■ Dataset records:
- - -
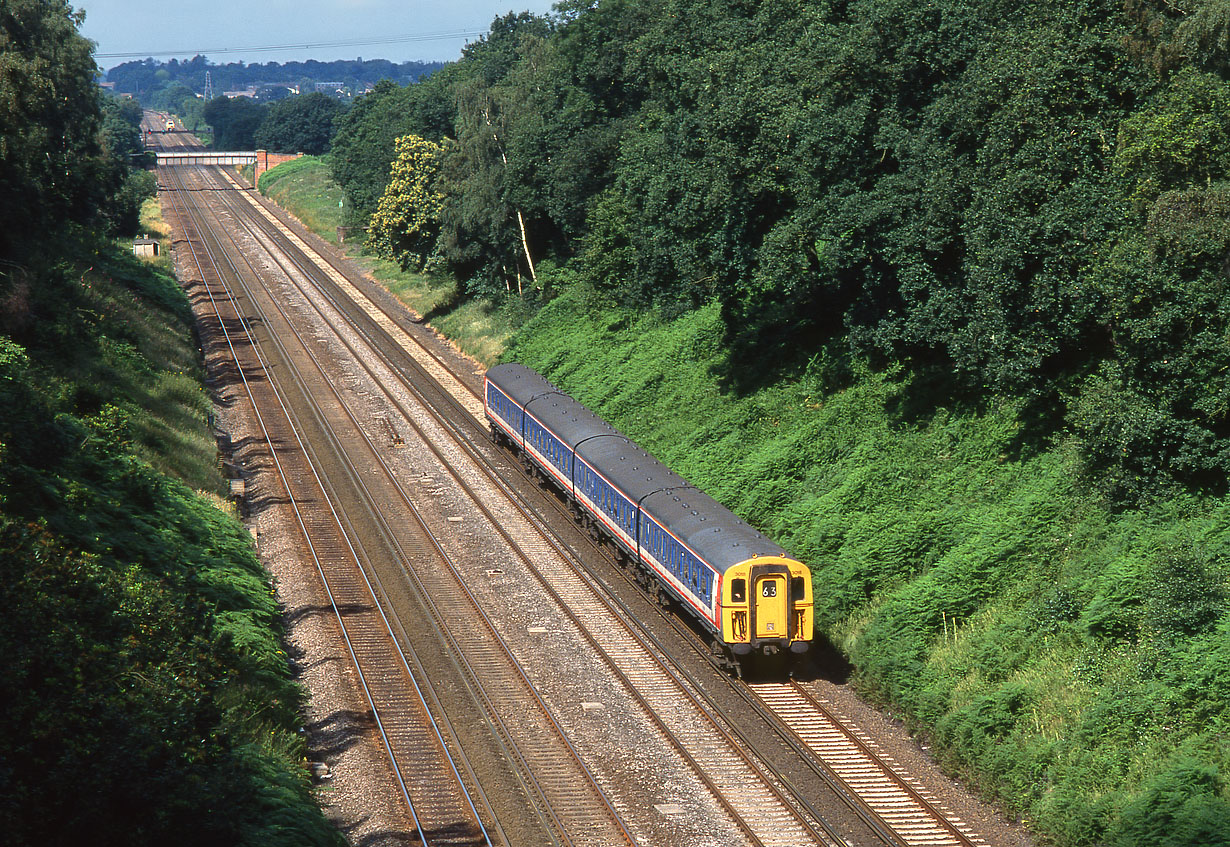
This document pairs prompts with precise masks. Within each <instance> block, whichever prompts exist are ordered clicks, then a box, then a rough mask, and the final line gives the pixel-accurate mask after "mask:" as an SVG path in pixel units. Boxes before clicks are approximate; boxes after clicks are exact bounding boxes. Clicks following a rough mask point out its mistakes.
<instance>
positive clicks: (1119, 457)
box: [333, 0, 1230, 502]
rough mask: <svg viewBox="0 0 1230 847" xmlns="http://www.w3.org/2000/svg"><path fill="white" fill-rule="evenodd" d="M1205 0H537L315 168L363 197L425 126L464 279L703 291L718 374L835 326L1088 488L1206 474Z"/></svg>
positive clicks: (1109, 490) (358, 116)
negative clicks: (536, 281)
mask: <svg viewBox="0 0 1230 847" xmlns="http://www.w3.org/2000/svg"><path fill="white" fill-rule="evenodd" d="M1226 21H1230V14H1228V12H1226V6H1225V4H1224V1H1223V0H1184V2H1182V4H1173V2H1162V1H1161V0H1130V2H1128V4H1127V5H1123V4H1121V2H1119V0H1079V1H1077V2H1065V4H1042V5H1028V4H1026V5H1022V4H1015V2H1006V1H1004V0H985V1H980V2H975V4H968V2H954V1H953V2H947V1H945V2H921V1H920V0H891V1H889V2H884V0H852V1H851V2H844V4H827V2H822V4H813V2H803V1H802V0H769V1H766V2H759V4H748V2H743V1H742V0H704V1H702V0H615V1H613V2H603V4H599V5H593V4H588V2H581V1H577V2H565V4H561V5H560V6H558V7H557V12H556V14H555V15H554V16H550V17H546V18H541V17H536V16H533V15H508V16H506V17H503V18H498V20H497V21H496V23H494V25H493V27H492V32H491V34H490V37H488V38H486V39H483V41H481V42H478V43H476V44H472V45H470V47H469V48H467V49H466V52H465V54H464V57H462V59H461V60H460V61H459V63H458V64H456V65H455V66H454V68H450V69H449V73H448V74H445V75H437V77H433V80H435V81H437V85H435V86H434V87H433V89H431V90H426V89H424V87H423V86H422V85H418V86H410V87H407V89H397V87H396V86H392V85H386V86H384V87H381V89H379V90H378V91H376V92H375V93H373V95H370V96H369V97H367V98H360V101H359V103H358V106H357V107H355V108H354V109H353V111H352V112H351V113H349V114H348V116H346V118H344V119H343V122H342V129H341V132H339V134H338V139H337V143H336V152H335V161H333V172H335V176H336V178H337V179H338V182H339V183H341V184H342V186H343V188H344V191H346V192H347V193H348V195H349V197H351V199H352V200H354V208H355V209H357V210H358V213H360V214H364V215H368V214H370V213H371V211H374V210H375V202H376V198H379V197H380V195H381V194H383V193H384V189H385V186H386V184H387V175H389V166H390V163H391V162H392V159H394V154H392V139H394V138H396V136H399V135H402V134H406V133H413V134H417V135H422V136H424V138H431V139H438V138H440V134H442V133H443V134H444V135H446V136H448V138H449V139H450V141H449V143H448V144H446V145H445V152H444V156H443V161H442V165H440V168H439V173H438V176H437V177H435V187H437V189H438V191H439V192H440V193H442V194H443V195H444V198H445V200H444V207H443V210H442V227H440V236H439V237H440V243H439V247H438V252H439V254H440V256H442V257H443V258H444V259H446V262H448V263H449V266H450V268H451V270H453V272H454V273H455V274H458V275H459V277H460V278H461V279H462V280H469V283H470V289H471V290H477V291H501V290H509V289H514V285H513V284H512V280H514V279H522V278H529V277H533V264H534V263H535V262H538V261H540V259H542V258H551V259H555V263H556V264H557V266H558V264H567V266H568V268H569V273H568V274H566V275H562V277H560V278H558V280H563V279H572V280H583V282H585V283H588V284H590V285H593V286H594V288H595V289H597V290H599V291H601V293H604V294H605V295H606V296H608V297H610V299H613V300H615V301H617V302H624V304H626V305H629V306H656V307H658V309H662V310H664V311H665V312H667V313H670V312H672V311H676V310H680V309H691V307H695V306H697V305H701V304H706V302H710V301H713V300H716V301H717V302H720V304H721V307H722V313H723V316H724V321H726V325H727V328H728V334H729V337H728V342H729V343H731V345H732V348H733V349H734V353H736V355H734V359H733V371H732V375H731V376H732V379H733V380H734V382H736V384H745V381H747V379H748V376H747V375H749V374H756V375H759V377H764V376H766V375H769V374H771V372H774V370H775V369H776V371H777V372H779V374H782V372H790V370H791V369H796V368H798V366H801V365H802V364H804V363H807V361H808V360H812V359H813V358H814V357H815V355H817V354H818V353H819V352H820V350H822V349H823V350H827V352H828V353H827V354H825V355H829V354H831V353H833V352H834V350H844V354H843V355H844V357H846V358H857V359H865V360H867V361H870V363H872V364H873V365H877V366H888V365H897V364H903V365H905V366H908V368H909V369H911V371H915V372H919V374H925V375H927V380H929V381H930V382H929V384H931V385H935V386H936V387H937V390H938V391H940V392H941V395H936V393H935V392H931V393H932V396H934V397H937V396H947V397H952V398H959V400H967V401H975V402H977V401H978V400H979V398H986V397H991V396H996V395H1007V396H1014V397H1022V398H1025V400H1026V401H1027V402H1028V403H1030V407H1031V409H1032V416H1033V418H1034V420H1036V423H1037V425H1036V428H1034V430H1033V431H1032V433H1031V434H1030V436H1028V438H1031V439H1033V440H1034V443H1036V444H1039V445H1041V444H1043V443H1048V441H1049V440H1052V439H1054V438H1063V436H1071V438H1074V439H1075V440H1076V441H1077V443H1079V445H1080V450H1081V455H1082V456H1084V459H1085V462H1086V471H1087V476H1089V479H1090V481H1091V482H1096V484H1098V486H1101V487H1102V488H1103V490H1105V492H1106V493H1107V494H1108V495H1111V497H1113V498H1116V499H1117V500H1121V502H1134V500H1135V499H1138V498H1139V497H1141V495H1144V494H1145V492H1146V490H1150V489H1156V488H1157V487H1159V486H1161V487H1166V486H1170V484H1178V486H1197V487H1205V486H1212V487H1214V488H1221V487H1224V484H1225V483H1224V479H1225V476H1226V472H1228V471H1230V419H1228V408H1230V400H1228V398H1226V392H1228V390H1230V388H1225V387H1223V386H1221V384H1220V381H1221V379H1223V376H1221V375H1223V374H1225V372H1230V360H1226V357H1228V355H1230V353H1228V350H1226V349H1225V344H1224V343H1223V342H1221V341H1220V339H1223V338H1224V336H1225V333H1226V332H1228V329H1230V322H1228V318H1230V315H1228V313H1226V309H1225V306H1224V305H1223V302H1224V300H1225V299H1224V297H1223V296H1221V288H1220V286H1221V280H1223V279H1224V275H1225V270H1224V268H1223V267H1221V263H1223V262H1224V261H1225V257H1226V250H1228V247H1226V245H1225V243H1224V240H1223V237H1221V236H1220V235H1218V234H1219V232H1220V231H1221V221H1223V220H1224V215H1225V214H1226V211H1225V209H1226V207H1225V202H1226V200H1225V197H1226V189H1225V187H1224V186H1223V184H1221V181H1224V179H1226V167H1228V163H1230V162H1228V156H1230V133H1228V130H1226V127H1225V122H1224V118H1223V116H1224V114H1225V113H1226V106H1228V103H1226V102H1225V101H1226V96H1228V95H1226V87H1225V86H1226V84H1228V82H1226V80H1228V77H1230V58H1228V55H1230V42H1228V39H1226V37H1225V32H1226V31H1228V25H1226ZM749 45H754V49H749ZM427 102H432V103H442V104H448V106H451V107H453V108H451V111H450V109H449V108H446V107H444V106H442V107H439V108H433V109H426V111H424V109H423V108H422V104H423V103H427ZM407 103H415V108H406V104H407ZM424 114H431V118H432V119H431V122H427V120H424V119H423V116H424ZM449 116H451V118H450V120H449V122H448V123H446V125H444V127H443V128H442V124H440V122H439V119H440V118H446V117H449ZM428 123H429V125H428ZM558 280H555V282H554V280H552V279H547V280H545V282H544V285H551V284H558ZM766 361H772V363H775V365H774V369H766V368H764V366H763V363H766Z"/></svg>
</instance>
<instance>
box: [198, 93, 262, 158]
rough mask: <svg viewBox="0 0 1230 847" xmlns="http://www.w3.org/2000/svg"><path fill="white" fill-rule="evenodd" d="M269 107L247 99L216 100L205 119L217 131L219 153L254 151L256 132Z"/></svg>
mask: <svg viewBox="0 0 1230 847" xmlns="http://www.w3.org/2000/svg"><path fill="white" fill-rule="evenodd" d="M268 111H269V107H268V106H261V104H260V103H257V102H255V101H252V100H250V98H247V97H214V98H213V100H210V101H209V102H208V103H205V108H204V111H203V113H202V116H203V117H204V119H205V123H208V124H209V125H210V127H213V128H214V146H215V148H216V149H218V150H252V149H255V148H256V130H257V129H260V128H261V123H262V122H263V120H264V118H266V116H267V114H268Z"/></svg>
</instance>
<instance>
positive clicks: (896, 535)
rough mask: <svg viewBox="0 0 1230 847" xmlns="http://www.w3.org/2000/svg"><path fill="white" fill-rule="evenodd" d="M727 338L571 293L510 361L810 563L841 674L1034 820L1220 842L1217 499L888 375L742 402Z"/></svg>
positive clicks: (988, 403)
- - -
■ WHAT THE TASK ASKS: Please pick out every line of the listing above that contains the string "positive" and copy each one. Case matters.

■ RESULT BELOW:
positive clicks: (1119, 457)
positive clicks: (1109, 490) (358, 116)
positive clicks: (896, 535)
positive clicks: (988, 403)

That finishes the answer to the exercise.